**WHAT THIS EXERCISE ASKS:**
1 - Could you return, word for word, the passage of the Florida sexual harassment text starting at "Unfortunately, if you" and ending at "consent to it."?
2 - Can you pick up the Florida sexual harassment text after its last sentence and keep writing it?

*** Opening SELECTED EXCERPT ***

You can file a sexual harassment complaint in Florida by filing a claim directly with your employer or with the FCHR or EEOC if your employer denies your claim. You can also file a lawsuit against your employer for allowing the sexual harassment after consulting with an attorney.
What Qualifies as a Harassment Charge in Florida?
In Florida, any unwanted, unwelcome conduct or speech of a sexual nature qualifies as sexual harassment. Examples include inappropriate touching, requests for sexual favors, quid pro quo harassment, inappropriate comments or jokes and promises or threats to coerce an employee into sexual activity. Whatever the case, sexual harassment makes for a hostile work environment.
How Do I Prove Harassment in Florida?
You can prove harassment in Florida by documenting everything as soon as possible after it happens. Make note of the time, date and details of what occurred. Be sure to also include the names of potential witnesses who might have overheard and seen the incident. Keep all written correspondence that includes harassment such as physical notes or papers, emails and other electronic means of communication that are unwanted and sexual in nature.
Can You Press Charges for Harassment in Florida?
You can press charges for harassment in Florida if the harasser pushes their behavior to stalking or assault. These actions cross the line from civil to criminal.
Can You Record Someone Harassing You in Florida?
Unfortunately, if you face sexual harassment in the workplace in Florida, you can only record someone harassing you if there is a two-way agreement to the recording. This means that the harasser would have to know you wish to record them and consent to it.

*** Closing SELECTED EXCERPT ***
*** Opening DATA SHOWN ***

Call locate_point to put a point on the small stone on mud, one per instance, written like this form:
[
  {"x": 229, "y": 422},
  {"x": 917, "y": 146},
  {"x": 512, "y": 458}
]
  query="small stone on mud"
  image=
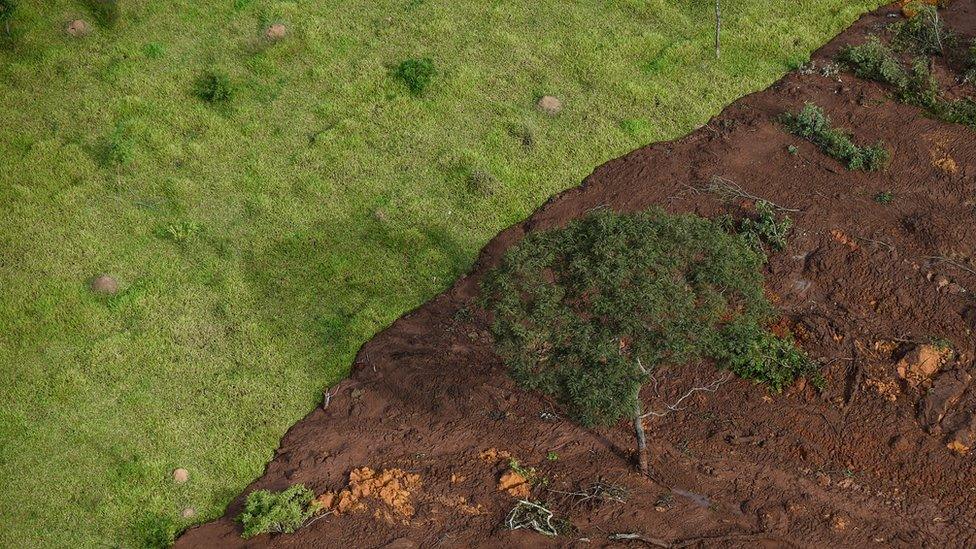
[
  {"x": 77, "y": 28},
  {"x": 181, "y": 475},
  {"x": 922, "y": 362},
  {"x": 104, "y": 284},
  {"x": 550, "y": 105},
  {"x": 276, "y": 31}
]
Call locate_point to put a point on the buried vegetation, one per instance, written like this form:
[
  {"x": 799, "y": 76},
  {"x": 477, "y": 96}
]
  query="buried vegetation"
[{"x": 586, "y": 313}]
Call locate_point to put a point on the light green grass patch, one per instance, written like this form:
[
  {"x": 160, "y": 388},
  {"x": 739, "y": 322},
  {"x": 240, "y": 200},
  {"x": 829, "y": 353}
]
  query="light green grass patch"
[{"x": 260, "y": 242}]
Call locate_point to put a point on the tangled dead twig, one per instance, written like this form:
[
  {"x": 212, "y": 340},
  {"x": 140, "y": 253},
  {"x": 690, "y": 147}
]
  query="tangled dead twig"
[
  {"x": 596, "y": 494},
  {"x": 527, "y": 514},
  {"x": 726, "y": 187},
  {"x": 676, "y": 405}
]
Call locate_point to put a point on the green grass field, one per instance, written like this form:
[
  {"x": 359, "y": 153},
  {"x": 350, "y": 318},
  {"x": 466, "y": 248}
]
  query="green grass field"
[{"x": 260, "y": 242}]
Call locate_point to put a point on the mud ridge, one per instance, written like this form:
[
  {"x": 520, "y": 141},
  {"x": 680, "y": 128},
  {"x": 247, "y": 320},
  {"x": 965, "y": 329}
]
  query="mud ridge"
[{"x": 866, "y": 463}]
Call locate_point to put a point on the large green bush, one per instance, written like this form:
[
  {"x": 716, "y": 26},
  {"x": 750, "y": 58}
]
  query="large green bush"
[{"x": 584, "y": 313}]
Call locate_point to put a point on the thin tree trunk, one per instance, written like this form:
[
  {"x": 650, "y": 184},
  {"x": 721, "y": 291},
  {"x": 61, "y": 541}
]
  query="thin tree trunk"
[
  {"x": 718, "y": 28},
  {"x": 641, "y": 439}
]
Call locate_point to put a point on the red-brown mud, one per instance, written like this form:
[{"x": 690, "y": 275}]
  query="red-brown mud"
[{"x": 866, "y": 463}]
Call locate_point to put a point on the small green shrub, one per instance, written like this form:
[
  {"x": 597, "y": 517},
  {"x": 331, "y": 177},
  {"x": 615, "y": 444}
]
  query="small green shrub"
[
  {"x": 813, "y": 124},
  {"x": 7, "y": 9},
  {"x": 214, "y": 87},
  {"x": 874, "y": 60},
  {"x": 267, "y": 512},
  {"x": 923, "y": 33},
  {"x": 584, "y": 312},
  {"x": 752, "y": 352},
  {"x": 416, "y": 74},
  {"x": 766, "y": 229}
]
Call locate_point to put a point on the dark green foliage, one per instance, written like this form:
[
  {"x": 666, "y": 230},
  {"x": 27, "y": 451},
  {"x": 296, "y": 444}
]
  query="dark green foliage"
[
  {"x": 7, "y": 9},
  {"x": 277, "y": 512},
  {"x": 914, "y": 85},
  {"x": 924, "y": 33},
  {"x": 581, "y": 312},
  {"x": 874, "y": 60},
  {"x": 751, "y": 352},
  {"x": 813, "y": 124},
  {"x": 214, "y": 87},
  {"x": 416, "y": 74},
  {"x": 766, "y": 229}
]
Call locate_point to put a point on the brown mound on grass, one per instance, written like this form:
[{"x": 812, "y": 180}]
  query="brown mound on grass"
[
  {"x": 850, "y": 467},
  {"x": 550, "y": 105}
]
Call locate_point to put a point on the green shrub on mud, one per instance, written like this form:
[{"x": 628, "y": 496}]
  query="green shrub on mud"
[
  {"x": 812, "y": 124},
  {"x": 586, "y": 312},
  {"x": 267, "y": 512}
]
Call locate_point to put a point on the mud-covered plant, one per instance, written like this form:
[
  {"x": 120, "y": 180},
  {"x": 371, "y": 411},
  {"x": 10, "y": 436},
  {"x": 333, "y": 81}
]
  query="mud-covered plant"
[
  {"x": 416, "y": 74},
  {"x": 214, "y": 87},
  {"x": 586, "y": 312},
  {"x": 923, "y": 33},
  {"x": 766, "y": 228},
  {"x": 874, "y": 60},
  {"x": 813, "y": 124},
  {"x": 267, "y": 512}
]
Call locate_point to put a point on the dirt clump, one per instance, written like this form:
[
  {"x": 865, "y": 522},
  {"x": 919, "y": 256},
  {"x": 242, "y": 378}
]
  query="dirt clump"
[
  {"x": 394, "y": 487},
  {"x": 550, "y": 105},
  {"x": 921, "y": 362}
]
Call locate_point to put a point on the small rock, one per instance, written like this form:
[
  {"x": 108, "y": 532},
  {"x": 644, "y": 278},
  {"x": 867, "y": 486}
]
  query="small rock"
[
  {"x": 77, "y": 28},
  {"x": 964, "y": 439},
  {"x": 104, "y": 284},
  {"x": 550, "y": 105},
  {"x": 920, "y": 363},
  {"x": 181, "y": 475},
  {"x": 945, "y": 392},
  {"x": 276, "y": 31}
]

*** Closing DATA SHOWN ***
*** Opening DATA SHOWN ***

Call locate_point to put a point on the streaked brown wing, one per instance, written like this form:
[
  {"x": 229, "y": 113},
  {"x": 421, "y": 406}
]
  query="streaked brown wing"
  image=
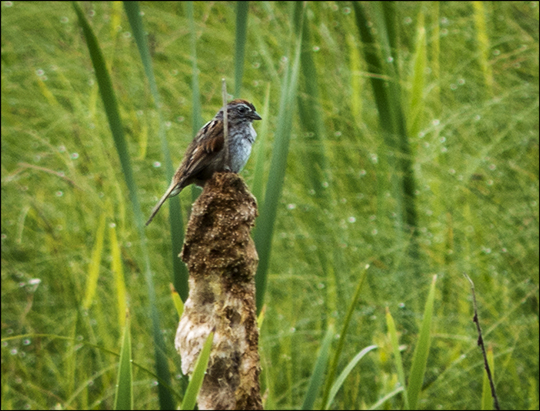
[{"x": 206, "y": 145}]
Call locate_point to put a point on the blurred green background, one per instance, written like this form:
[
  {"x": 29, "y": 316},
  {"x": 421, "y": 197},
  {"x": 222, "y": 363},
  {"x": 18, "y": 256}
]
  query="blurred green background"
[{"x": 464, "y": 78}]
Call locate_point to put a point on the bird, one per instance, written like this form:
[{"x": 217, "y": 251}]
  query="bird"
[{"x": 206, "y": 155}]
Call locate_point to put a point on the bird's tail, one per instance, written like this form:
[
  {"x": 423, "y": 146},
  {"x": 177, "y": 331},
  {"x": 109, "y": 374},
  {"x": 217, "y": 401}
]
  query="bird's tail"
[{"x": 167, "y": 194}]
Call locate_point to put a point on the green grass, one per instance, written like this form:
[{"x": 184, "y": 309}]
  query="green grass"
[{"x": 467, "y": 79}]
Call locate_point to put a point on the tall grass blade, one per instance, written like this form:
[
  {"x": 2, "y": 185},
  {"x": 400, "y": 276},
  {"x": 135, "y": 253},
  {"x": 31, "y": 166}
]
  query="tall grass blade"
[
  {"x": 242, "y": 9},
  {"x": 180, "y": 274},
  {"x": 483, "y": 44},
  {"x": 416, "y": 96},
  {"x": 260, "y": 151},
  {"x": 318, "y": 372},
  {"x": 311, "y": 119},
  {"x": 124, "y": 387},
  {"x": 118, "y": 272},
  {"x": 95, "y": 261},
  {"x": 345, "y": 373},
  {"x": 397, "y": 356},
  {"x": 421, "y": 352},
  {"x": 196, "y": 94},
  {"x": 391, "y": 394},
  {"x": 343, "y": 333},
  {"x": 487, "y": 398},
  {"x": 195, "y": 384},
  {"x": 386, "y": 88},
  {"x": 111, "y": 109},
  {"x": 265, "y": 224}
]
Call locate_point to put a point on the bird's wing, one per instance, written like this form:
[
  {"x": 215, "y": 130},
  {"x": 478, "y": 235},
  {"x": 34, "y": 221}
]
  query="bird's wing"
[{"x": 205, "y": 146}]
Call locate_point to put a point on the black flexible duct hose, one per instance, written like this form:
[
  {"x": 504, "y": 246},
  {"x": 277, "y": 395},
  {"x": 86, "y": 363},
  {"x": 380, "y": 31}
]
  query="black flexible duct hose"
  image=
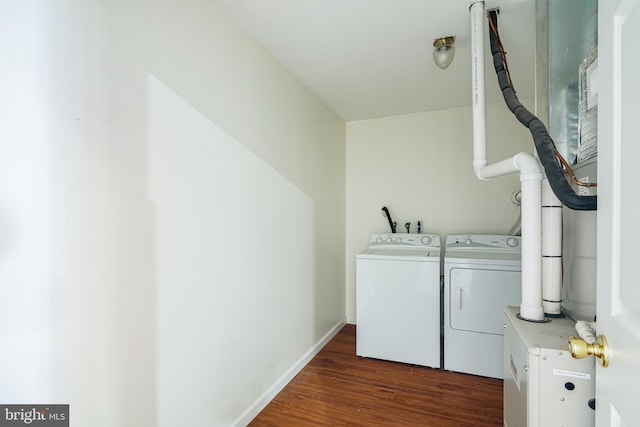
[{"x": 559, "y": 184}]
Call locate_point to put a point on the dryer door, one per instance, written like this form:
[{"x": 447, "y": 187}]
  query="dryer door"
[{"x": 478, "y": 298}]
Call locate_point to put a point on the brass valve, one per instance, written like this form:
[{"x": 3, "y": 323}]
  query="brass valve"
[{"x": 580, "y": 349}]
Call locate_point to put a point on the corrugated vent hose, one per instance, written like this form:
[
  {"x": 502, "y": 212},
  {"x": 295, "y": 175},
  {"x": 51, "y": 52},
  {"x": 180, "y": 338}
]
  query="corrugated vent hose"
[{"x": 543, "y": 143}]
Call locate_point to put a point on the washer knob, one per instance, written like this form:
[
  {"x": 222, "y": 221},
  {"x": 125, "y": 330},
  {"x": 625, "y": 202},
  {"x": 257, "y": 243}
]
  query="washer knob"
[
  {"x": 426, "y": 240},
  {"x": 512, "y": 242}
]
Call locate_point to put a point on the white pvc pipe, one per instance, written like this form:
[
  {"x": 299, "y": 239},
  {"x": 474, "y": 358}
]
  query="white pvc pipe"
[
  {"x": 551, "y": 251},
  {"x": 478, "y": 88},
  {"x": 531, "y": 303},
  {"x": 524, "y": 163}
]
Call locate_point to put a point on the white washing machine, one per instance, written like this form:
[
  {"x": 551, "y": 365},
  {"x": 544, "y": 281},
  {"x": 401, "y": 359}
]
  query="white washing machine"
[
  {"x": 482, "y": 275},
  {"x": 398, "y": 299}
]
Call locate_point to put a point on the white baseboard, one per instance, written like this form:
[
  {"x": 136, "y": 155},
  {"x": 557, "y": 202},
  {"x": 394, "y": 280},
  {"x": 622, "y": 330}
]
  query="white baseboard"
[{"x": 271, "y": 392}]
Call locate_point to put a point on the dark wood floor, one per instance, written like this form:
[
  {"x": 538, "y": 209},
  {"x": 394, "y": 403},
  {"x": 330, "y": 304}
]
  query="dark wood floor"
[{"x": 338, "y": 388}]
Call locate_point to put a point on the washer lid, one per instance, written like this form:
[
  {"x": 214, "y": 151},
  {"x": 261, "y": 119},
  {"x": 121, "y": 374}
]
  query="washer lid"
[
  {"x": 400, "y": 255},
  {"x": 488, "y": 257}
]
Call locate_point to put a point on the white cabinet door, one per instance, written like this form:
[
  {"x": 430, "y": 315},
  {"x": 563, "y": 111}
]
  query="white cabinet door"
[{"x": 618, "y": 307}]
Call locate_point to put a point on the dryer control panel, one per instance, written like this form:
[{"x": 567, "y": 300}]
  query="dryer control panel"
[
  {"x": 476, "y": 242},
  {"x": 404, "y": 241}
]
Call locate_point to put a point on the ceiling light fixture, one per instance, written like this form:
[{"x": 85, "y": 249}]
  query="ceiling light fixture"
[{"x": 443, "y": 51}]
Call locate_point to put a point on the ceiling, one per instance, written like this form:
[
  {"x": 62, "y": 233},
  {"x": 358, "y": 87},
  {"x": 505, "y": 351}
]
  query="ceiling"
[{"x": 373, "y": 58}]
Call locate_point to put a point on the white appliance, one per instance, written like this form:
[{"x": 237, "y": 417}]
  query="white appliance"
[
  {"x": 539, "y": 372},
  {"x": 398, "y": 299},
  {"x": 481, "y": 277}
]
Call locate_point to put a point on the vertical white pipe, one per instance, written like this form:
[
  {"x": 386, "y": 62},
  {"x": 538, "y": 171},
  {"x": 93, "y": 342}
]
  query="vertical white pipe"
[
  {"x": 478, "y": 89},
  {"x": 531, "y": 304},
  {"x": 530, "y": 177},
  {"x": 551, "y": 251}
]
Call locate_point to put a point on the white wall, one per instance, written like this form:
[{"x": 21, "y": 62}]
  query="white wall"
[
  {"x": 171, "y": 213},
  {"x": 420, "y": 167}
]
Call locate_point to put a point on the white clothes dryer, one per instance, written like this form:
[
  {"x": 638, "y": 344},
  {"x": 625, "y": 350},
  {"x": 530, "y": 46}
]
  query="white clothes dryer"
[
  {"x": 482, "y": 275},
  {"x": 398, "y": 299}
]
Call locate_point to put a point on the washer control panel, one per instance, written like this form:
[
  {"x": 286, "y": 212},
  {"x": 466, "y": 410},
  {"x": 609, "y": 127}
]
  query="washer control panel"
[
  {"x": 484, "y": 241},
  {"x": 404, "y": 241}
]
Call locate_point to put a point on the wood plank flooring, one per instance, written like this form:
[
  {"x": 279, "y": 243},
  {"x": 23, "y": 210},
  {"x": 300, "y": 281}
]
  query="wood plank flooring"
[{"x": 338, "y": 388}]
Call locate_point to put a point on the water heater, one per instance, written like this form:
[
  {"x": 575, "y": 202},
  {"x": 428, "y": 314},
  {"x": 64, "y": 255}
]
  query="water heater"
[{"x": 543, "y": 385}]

*** Closing DATA SHOWN ***

**RESPONSES BY TASK:**
1 -
Unfortunately, if you face sexual harassment in the workplace in Florida, you can only record someone harassing you if there is a two-way agreement to the recording. This means that the harasser would have to know you wish to record them and consent to it.

2 -
Can You Sue Someone for Harassment in Florida?
If someone is sexually harassing you in the workplace in Florida, you can sue them if they begin stalking you or if they sexually assault you.
What Is Not Considered Harassment?
Making a simple compliment on a person’s appearance is not considered harassment unless it involves mention of a specific body part or has sexual undertones. It’s also not considered harassment if an employee is disciplined or demoted based on negative actions or negative performance.
Is Verbal Harassment a Crime in Florida?
In Florida, verbal harassment may be considered a crime if it involves threats of violence that instill fear in a victim.
What Is Considered Intimidation in Florida?
In Florida, intimidation is any conduct directed at a person that strikes fear in that person.
Is Text Harassment a Crime in Florida?
Text harassment is a crime in Florida when a person continuously and persistently sends unwanted texts to another person even after being told to stop. This is considered cyberstalking, which is illegal.
What Is Needed to Identify Harassment?
To identify harassment, it must be established that a person is being harassed based on their race, color, national origin, gender, religion, sexual orientation, gender identity, pregnancy status, age, genetic information or disability. Harassment includes abuse, threats, unwanted touching or verbal remarks or stalking.
What Is the Statute of Limitations on Harassment in Florida?
In Florida, if you are filing a sexual harassment claim with the FCHR, you must do so within one year from the date of the incident.
Filing Harassment Charges in Florida
You can file harassment charges in Florida with the FCHR, the EEOC or through the court system with the help of a lawyer.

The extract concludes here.